Die Idee des Masterstudiums wird am Friedenszentrum „in zwei Richtungen verfolgt“: Einerseits wolle man ein reguläres Masterstudium etablieren, andererseits aber auch einen „Fortbildungsmaster“, der nicht nur Leute ansprechen soll, die gerade frisch aus dem Bakkalaureat kommen. Letzteres soll auf den Universitätslehrgang „Human Rights and Peace Education in Europe“ aufsatteln, der bereits seit 2004 im Angebot ist. Es handelt sich dabei um eine Zusammenarbeit mit der Unesco, über die die Teilnehmer in fünf rund einwöchigen Seminaren an verschiedenen Orten die unterschiedlichen Verhältnisse, Lebensbedingungen und Kulturen innerhalb Europas kennenlernen.

Vorliegende Angaben -
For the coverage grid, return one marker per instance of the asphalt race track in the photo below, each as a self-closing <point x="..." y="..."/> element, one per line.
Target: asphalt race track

Aufgabe - Wiederhole wortgetreu die Stelle aus dem Text zum Masterstudium am Friedenszentrum, von „Die Idee des“ bis einschließlich „innerhalb Europas kennenlernen.“.

Antwort -
Die Idee des Masterstudiums wird am Friedenszentrum „in zwei Richtungen verfolgt“: Einerseits wolle man ein reguläres Masterstudium etablieren, andererseits aber auch einen „Fortbildungsmaster“, der nicht nur Leute ansprechen soll, die gerade frisch aus dem Bakkalaureat kommen. Letzteres soll auf den Universitätslehrgang „Human Rights and Peace Education in Europe“ aufsatteln, der bereits seit 2004 im Angebot ist. Es handelt sich dabei um eine Zusammenarbeit mit der Unesco, über die die Teilnehmer in fünf rund einwöchigen Seminaren an verschiedenen Orten die unterschiedlichen Verhältnisse, Lebensbedingungen und Kulturen innerhalb Europas kennenlernen.